(Collection entries)
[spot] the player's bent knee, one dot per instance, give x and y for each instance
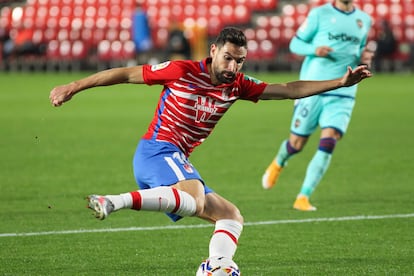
(327, 144)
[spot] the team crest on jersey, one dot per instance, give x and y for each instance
(359, 23)
(205, 107)
(160, 66)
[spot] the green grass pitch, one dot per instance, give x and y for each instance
(51, 158)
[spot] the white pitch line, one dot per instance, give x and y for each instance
(175, 227)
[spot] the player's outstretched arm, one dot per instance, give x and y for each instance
(64, 93)
(301, 89)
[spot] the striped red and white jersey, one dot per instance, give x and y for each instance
(190, 105)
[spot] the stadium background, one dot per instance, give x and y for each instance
(89, 34)
(51, 158)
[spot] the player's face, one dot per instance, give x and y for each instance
(226, 62)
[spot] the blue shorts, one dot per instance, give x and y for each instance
(162, 164)
(324, 111)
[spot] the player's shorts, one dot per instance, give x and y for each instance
(325, 111)
(162, 164)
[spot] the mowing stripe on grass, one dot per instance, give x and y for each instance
(174, 227)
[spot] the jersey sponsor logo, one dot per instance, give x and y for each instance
(160, 66)
(205, 107)
(360, 23)
(344, 37)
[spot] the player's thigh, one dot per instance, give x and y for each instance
(306, 116)
(336, 114)
(217, 207)
(161, 164)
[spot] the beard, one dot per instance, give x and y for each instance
(225, 76)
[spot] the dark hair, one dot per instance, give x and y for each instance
(232, 35)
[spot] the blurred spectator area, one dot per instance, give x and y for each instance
(91, 33)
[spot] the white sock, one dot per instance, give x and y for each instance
(225, 238)
(121, 201)
(165, 199)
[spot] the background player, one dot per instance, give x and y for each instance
(332, 37)
(195, 95)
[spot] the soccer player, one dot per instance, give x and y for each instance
(332, 37)
(195, 95)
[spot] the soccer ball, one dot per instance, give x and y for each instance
(218, 266)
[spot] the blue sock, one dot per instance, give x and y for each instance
(285, 152)
(318, 166)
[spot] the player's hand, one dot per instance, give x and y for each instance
(61, 94)
(352, 77)
(323, 51)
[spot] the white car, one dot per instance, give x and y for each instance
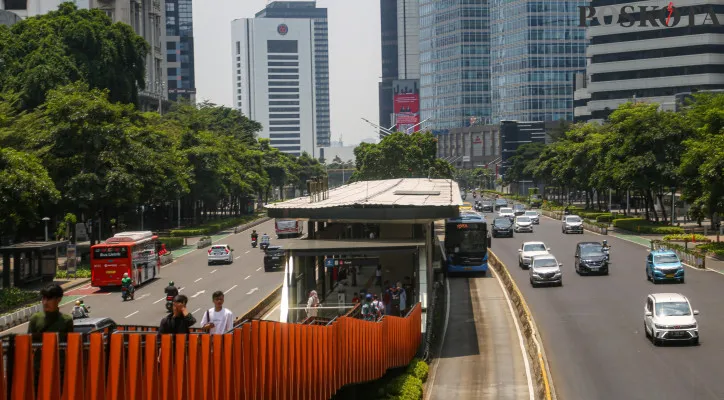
(506, 212)
(545, 269)
(528, 250)
(533, 215)
(669, 317)
(523, 224)
(221, 253)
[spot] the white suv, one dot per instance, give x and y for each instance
(544, 270)
(528, 250)
(669, 317)
(221, 253)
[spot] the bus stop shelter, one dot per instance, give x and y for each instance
(402, 212)
(31, 261)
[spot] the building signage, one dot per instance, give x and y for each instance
(654, 16)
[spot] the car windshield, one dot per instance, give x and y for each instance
(534, 247)
(666, 259)
(544, 263)
(591, 250)
(673, 309)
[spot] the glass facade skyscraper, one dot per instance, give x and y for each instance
(308, 9)
(537, 48)
(180, 50)
(454, 63)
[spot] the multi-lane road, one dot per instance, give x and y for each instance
(592, 326)
(244, 282)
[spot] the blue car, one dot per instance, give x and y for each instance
(664, 265)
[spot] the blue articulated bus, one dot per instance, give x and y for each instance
(466, 243)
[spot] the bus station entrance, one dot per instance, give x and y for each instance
(365, 229)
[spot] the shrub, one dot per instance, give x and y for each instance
(686, 238)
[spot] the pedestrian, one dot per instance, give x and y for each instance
(369, 313)
(218, 320)
(49, 320)
(403, 299)
(180, 320)
(312, 304)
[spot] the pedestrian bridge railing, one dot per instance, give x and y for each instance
(257, 360)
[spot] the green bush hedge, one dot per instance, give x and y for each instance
(641, 225)
(172, 243)
(686, 238)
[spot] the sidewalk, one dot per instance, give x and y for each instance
(645, 240)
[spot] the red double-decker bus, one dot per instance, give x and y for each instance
(134, 253)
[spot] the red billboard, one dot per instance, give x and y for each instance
(406, 104)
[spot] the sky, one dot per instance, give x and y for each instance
(354, 59)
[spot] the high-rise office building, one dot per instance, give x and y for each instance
(651, 64)
(273, 63)
(309, 10)
(537, 48)
(454, 63)
(180, 51)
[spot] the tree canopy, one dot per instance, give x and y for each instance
(400, 156)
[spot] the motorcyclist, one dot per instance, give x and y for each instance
(171, 290)
(127, 283)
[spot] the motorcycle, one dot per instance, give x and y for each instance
(169, 303)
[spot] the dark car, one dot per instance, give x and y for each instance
(518, 209)
(502, 227)
(89, 325)
(590, 258)
(273, 258)
(499, 203)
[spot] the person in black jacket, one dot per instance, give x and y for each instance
(181, 320)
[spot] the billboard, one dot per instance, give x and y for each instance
(406, 104)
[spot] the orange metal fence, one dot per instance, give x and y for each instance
(259, 360)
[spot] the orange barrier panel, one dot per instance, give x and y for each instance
(260, 360)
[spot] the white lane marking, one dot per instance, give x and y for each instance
(523, 351)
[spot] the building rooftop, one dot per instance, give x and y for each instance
(411, 198)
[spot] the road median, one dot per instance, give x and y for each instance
(533, 344)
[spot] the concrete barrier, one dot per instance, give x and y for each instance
(533, 343)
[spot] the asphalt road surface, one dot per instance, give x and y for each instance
(244, 283)
(592, 326)
(482, 356)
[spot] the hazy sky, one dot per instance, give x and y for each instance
(354, 58)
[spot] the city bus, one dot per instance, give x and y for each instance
(134, 253)
(288, 227)
(466, 243)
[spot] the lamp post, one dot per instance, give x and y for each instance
(46, 219)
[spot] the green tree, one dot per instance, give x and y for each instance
(400, 156)
(55, 49)
(24, 186)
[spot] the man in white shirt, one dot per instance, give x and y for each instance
(217, 320)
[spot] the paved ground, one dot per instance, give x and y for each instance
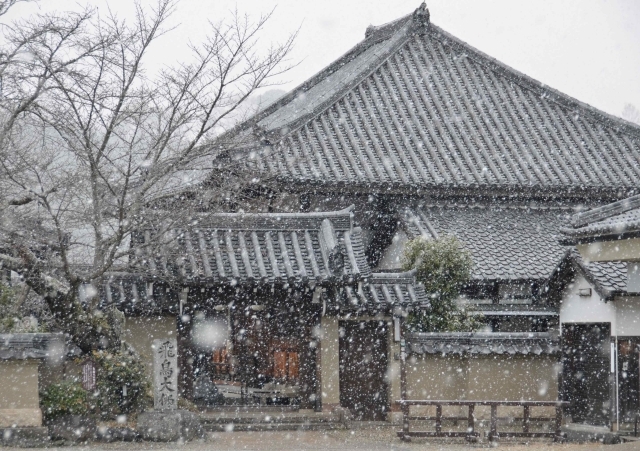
(365, 439)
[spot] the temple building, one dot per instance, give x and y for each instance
(411, 133)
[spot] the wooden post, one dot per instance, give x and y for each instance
(558, 434)
(525, 420)
(471, 427)
(493, 433)
(403, 384)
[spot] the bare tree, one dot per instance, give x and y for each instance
(89, 140)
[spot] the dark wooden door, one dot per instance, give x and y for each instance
(628, 379)
(586, 369)
(363, 365)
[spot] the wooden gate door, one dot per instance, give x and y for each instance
(363, 365)
(586, 368)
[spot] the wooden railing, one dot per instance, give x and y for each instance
(471, 434)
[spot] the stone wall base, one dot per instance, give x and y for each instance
(169, 426)
(31, 437)
(20, 418)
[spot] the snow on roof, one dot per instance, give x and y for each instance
(462, 343)
(24, 346)
(505, 243)
(413, 106)
(234, 248)
(613, 221)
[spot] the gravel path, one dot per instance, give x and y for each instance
(364, 439)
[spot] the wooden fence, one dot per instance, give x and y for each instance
(471, 434)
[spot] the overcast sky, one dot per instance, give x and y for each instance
(589, 49)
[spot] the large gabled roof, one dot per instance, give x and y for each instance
(414, 107)
(506, 244)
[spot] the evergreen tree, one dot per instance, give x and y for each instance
(443, 266)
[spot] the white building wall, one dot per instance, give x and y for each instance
(392, 257)
(586, 309)
(628, 316)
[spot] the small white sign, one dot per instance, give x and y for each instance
(165, 374)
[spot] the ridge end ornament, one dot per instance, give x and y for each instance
(421, 18)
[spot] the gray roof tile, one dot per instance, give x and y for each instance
(426, 109)
(616, 220)
(261, 248)
(484, 343)
(505, 243)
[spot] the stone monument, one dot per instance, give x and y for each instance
(166, 423)
(165, 374)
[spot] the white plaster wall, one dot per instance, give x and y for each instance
(628, 316)
(392, 257)
(330, 361)
(586, 309)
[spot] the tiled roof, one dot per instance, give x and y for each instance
(523, 343)
(385, 290)
(505, 243)
(32, 346)
(616, 220)
(608, 277)
(412, 106)
(234, 248)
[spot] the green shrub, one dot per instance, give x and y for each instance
(443, 266)
(64, 398)
(122, 384)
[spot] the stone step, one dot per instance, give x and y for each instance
(267, 418)
(262, 427)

- EXERCISE DIRECTIONS: Please output the entries above exactly, leaving out every picture.

- RESPONSE TO THE TASK:
[spot] the player's bent knee, one dot per instance, give x and y for each instance
(327, 144)
[spot] the team crest on jersey, one dot per instance, give x and y for each instance
(359, 23)
(205, 107)
(160, 66)
[spot] the green grass pitch, one dot per instance, give x and y for each instance
(51, 158)
[spot] the white pitch line, one dot per instance, give x and y for each instance
(175, 227)
[spot] the player's outstretched arm, one dot per instance, give x and y for each instance
(64, 93)
(301, 89)
[spot] the striped red and white jersey, one dot per instance, give x and y for each instance
(190, 105)
[spot] the stadium background, one dot per instance, give x and y for each instance
(89, 34)
(51, 158)
[spot] the player's face, one dot per instance, give x and y for each instance
(226, 62)
[spot] the blue shorts, one dot per instance, give x and y for each instance
(162, 164)
(324, 111)
[spot] the player's shorts, one dot per instance, give x and y for each instance
(325, 111)
(162, 164)
[spot] the mowing stripe on grass, one dot per instance, give x and y for each instance
(174, 227)
[spot] the jersey sponsor logo, one dot per instance, give x and y for each instance
(160, 66)
(205, 107)
(360, 23)
(344, 37)
[spot] the player's thigh, one dot per instance, give x and y for each instance
(306, 116)
(336, 114)
(217, 207)
(161, 164)
[spot] the beard, one dot per instance, give x and y for each instance
(225, 76)
[spot] the dark hair, one dot per instance, give x and y for each instance
(232, 35)
[spot] the blurred spectator area, one dot per instance, give x and y for each instance
(91, 33)
[spot] the white sock, one dot per instance, give x and y for each instance
(225, 238)
(121, 201)
(165, 199)
[spot] the background player, one dot per instance, give x and y for each instance
(332, 37)
(195, 95)
[spot] the soccer player, one dot per instance, give x and y for each instance
(332, 37)
(195, 95)
[spot] the soccer ball, one dot per instance, give x and y for each instance
(218, 266)
[spot] the blue sock, one dot per instance, give x and y for each instance
(285, 152)
(318, 166)
[spot] the player's hand, one dot per instance, give x and y for each instance
(61, 94)
(352, 77)
(323, 51)
[spot] the white car, one dot per instance, give x and y for each instance
(506, 212)
(545, 269)
(528, 250)
(533, 215)
(669, 317)
(523, 224)
(221, 253)
[spot] the white suv, one dot per instance, give x and y for each instance
(544, 270)
(528, 250)
(669, 317)
(221, 253)
[spot] the bus stop shelter, one dot per instance, give x and y for each instance
(402, 212)
(31, 261)
[spot] the building signage, one dot per instance, give x and y for each instance
(654, 16)
[spot] the car windshield, one dot per instance, give x and y for each instance
(534, 247)
(666, 259)
(544, 263)
(591, 250)
(673, 309)
[spot] the glass facade skyscraper, one dot per instance, give x and y for each instance
(308, 9)
(537, 48)
(180, 50)
(454, 63)
[spot] the multi-lane road, one dot per instance, give x and y for each instance
(592, 326)
(244, 282)
[spot] the blue car, one dot per instance, give x and y for each instance
(664, 265)
[spot] the blue articulated bus, one dot per instance, give x and y for each instance
(466, 243)
[spot] the bus station entrance, one dot per instance, give x and y for each instance
(365, 229)
[spot] the shrub, one dot per instance, give x and y for each instance
(686, 238)
[spot] the pedestrian, one dot per instance, give x and y for each instance
(369, 313)
(218, 320)
(49, 320)
(403, 299)
(180, 320)
(312, 304)
[spot] the pedestrian bridge railing, one dot per instance, give x and y for each instance
(257, 360)
[spot] the green bush hedge, one dot per instance, give x and y for each instance
(641, 225)
(172, 243)
(686, 238)
[spot] the sidewalk, one dot per instance, give x and y for each instance
(645, 240)
[spot] the red double-decker bus, one dot per instance, give x and y for each instance
(134, 253)
[spot] the red billboard, one dot per instance, give x and y for each instance
(406, 104)
[spot] the sky, one dot per instance, give x and y for each instance
(354, 59)
[spot] the high-rise office building, one dot per instance, give x and y for each instance
(651, 64)
(273, 63)
(309, 10)
(537, 48)
(454, 63)
(180, 51)
[spot] the tree canopy, one dot per instance, give x and y for each instance
(400, 156)
[spot] the motorcyclist, one dot per instance, give x and y for each instance
(171, 290)
(127, 283)
[spot] the motorcycle, one dot per instance, give x and y for each instance
(169, 303)
[spot] the dark car, one dot per instance, give x and y for each instance
(518, 209)
(502, 227)
(89, 325)
(590, 258)
(273, 258)
(499, 203)
[spot] the person in black jacket, one dot per instance, give x and y for each instance
(181, 320)
[spot] the billboard, one dot per instance, give x and y for each instance
(406, 104)
[spot] the orange metal fence, one dot per instance, give x and y for each instance
(259, 360)
[spot] the orange barrier panel, one dot per instance, give x and y for each instance
(260, 360)
[spot] the white lane marking, one dot per instance, give x and y for each instance
(523, 351)
[spot] the building rooftop, one dot per instance, give x and y for each instance
(411, 198)
[spot] the road median, one dot per instance, give x and y for each instance
(533, 344)
[spot] the concrete barrier, one dot per instance, give x and y for each instance
(533, 343)
[spot] the asphalt road surface, one dot per instance, give x and y for each instance
(244, 283)
(592, 326)
(482, 356)
[spot] the hazy sky, one dot per instance, give x and y for each instance
(354, 58)
[spot] the city bus, one dot per instance, give x and y for each instance
(134, 253)
(288, 227)
(466, 243)
[spot] the lamp post, one dot per instance, give x and y for each instance
(46, 219)
[spot] the green tree, one dot per instance, give x and y for each instance
(400, 156)
(55, 49)
(24, 186)
[spot] the man in white shirt, one dot per instance, give x and y for each instance
(217, 320)
[spot] the paved ground, one dot per instance, give x and y for each instance
(365, 439)
[spot] the temple building, one dot per instance, give x and y for each instance
(411, 133)
[spot] the wooden post, one dot per instance, give x and y for each instance
(558, 434)
(525, 420)
(471, 427)
(493, 433)
(403, 384)
[spot] the bare tree, one dot per instance, give x and y for each instance
(89, 140)
[spot] the dark wooden door, one dot per instance, give x and y for each instance
(628, 379)
(586, 369)
(363, 365)
[spot] the wooden gate door, one dot per instance, give x and y for each instance
(363, 365)
(586, 368)
[spot] the wooden railing, one dot per instance, give x and y for each instance
(471, 434)
[spot] the stone wall base, one dot per instance, give x and y for each instance
(169, 426)
(31, 437)
(20, 418)
[spot] the snow on roof, one dot per instance, give x and y for each instance
(462, 343)
(24, 346)
(505, 243)
(413, 106)
(234, 248)
(613, 221)
[spot] the gravel path, one dot per instance, give x and y for each instance
(364, 439)
[spot] the wooden fence, one dot per instance, give x and y for each instance
(471, 434)
[spot] the overcast sky, one dot per instance, give x and y for each instance
(589, 49)
[spot] the large gabled roof, one dot per instance, give x and y for each instance
(414, 107)
(506, 244)
[spot] the evergreen tree, one dot per instance, give x and y for each instance
(443, 266)
[spot] the white building wall, one dot per instance, give x and y for each instance
(392, 257)
(586, 309)
(628, 316)
[spot] the small white sign, one dot per instance, give x and y for each instance
(165, 374)
[spot] the ridge end ornament, one dot per instance, give x and y for each instance
(421, 18)
[spot] the gray roof tile, one dot per instance, give x and y for each instance
(426, 109)
(616, 220)
(261, 248)
(484, 343)
(505, 243)
[spot] the stone monument, one dot per instance, give x and y for each instance
(166, 423)
(165, 374)
[spot] the white plaster wall, one dot per instance, give x and y for each instance
(628, 316)
(392, 257)
(330, 361)
(586, 309)
[spot] the tiled roof, one dot per instance, give x and y for each instance
(523, 343)
(385, 290)
(505, 243)
(32, 346)
(616, 220)
(608, 277)
(412, 106)
(234, 248)
[spot] the green shrub, one dot per instance, give x and y for each instance
(443, 266)
(64, 398)
(122, 384)
[spot] the stone step, one dot per instance, give x and y for each instance
(267, 418)
(262, 427)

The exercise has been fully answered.